= Problem details =
Locate each line in the material below that contains the string "rail", and copy those lines.

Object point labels
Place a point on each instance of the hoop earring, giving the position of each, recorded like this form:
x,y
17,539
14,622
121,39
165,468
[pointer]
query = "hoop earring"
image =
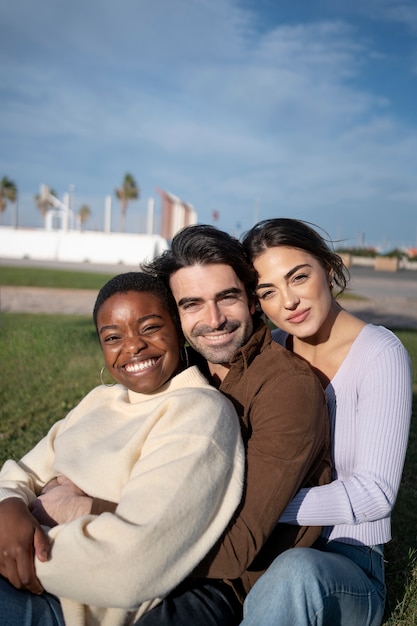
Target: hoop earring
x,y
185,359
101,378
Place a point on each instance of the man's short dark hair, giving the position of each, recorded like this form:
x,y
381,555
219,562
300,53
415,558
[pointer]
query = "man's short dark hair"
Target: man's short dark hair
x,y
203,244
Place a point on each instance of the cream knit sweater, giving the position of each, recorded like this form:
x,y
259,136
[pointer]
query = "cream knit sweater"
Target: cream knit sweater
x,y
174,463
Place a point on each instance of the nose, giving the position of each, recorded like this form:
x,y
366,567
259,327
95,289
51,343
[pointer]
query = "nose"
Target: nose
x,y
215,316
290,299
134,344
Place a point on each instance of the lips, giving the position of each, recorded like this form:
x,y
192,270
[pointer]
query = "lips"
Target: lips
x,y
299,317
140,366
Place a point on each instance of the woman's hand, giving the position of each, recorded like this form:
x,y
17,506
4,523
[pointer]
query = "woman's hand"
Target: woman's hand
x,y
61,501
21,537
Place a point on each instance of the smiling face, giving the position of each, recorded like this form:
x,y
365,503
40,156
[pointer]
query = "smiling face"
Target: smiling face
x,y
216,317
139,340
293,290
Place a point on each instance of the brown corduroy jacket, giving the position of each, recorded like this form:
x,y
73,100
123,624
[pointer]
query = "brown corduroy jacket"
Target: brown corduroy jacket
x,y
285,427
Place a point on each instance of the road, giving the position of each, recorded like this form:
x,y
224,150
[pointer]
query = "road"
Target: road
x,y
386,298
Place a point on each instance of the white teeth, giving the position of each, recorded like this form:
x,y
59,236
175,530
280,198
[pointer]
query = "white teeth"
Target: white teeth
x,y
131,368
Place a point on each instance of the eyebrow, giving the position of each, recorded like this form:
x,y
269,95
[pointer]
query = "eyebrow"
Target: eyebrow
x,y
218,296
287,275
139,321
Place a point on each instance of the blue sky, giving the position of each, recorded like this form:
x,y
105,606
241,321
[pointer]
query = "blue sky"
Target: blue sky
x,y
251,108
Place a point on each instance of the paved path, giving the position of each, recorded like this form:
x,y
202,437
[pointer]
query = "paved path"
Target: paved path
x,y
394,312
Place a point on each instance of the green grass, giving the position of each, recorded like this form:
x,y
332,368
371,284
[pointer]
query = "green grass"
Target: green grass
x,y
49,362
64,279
* * *
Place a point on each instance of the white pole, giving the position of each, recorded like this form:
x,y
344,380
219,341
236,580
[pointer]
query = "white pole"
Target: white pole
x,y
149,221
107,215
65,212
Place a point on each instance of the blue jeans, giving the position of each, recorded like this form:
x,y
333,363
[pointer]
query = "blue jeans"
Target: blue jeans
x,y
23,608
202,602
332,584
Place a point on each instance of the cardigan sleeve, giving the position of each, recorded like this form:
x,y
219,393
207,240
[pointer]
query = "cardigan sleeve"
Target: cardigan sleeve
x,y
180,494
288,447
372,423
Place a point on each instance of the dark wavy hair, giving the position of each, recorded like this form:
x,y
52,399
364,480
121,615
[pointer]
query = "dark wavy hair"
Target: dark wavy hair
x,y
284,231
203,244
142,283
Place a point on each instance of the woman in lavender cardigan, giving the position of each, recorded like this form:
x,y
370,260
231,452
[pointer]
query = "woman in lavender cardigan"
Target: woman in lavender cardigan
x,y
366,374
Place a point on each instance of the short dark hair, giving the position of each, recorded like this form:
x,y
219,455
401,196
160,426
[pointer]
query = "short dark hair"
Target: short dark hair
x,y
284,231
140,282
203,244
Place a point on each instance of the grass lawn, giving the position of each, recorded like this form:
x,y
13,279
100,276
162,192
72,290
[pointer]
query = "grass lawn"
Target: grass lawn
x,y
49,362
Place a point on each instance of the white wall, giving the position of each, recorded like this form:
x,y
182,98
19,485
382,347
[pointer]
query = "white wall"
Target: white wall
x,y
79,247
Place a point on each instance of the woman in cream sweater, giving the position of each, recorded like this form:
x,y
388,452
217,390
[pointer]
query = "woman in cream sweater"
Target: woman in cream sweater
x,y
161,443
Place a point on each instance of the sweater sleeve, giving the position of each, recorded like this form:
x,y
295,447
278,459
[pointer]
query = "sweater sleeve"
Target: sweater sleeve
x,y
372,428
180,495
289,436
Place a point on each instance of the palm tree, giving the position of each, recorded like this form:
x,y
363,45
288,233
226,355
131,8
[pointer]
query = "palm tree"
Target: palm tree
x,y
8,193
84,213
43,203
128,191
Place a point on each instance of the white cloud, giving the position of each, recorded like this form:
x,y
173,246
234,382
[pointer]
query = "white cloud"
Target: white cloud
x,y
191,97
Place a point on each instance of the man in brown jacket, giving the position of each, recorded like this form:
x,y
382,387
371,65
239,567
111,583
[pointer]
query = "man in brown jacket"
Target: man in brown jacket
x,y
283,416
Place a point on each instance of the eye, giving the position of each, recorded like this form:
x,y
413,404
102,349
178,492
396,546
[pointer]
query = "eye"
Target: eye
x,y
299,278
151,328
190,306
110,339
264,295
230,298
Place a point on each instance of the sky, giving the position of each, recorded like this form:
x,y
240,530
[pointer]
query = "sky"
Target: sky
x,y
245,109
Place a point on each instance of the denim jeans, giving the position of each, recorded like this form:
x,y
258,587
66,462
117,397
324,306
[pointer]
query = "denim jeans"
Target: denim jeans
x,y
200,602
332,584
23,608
---
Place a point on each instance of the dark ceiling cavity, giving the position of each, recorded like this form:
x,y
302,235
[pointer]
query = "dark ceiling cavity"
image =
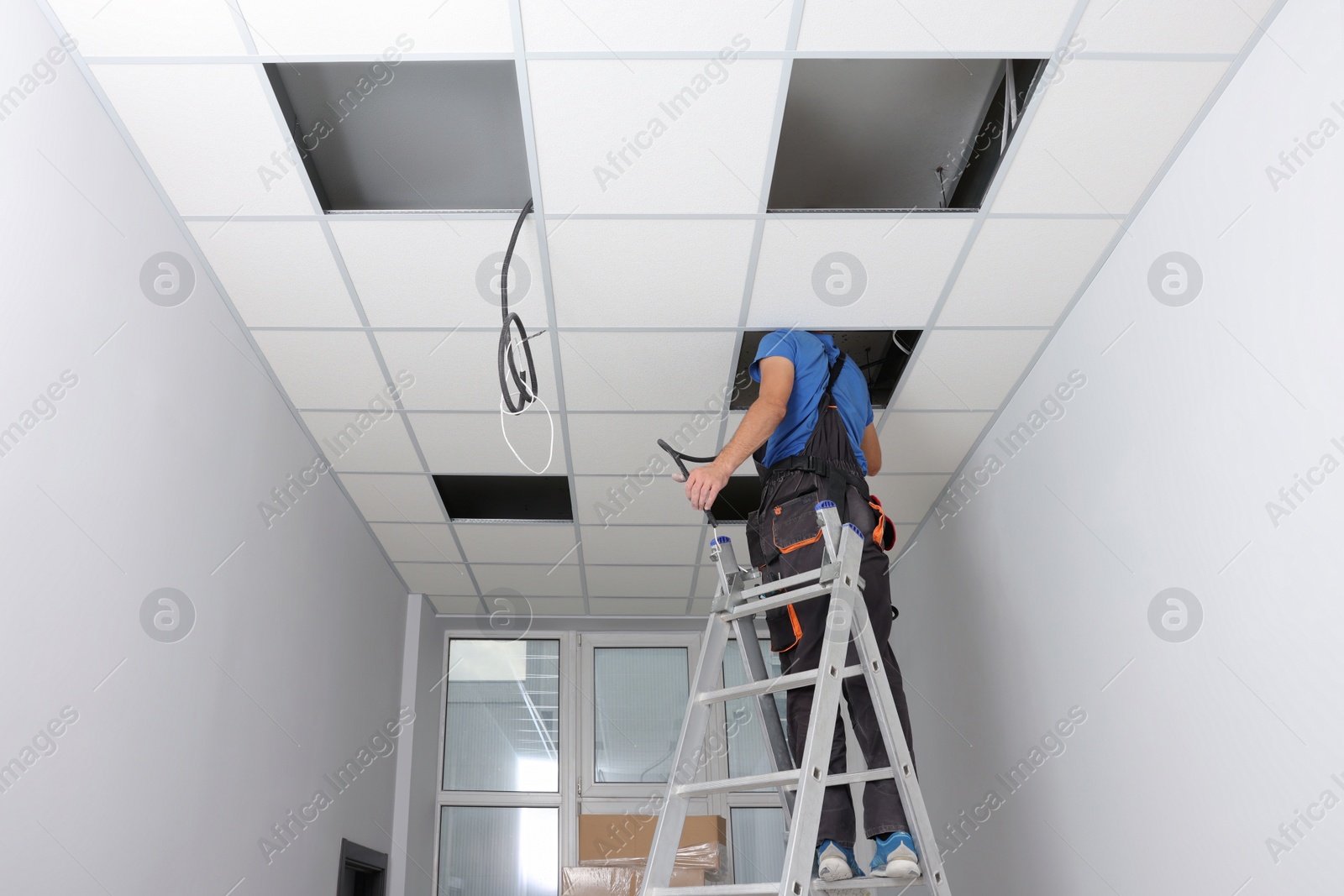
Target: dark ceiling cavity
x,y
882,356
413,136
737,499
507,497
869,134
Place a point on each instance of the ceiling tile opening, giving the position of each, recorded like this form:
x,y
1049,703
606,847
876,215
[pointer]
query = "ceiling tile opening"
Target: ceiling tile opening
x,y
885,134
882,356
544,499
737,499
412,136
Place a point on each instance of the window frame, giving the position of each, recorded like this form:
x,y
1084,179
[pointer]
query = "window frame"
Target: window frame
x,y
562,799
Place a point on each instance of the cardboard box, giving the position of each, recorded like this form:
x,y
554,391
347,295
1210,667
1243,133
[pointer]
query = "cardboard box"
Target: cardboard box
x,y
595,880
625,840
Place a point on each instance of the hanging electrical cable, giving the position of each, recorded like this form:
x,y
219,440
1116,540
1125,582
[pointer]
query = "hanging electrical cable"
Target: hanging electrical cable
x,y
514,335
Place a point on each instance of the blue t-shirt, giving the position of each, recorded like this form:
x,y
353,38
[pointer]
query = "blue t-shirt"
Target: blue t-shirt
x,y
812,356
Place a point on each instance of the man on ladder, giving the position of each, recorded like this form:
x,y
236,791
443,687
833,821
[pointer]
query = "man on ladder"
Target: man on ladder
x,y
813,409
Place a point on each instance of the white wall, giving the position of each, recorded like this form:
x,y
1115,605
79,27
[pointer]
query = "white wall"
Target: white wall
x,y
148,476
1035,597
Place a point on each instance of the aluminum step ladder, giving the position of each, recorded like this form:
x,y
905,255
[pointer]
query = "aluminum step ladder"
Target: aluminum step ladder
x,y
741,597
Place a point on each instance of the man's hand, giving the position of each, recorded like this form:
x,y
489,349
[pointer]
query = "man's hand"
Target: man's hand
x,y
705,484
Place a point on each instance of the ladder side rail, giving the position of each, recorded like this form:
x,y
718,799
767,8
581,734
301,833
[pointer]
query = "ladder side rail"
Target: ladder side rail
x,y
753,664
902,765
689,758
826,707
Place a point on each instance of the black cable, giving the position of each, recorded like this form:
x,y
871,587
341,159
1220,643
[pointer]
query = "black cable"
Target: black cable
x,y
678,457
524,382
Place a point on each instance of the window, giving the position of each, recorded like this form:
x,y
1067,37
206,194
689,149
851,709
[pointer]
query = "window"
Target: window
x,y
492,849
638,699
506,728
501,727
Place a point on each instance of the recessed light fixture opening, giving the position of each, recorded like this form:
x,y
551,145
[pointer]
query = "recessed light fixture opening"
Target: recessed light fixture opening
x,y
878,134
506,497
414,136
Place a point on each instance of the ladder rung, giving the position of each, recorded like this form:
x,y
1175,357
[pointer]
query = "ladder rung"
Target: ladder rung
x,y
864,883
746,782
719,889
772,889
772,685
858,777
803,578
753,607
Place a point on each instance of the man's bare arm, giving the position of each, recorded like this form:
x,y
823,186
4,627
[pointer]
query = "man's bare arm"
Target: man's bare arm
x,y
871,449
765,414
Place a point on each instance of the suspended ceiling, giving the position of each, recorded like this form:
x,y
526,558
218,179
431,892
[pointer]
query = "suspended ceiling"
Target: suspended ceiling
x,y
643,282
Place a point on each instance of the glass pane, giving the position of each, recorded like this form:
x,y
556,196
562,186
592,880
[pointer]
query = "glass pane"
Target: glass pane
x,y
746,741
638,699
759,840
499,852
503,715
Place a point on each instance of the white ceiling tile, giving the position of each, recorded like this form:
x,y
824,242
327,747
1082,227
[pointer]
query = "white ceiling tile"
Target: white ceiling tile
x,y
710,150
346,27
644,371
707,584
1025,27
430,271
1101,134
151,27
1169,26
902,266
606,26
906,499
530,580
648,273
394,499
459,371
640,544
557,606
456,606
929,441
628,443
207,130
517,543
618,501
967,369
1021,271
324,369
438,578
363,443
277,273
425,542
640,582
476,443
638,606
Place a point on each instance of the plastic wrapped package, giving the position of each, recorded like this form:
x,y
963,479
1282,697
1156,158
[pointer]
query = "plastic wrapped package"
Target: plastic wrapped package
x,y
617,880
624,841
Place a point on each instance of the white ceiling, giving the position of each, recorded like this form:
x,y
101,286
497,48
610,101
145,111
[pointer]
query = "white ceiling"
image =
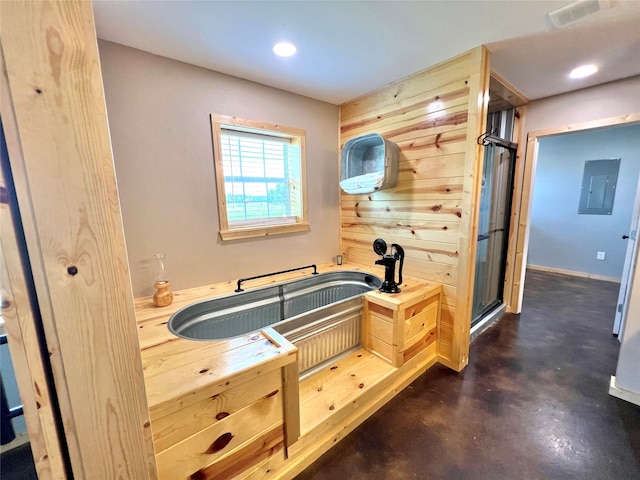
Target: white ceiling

= Task solution =
Place a point on each instance of the ladder side rail, giving the position of each, recorded like this form:
query = "ladder side rail"
Target: ladder side rail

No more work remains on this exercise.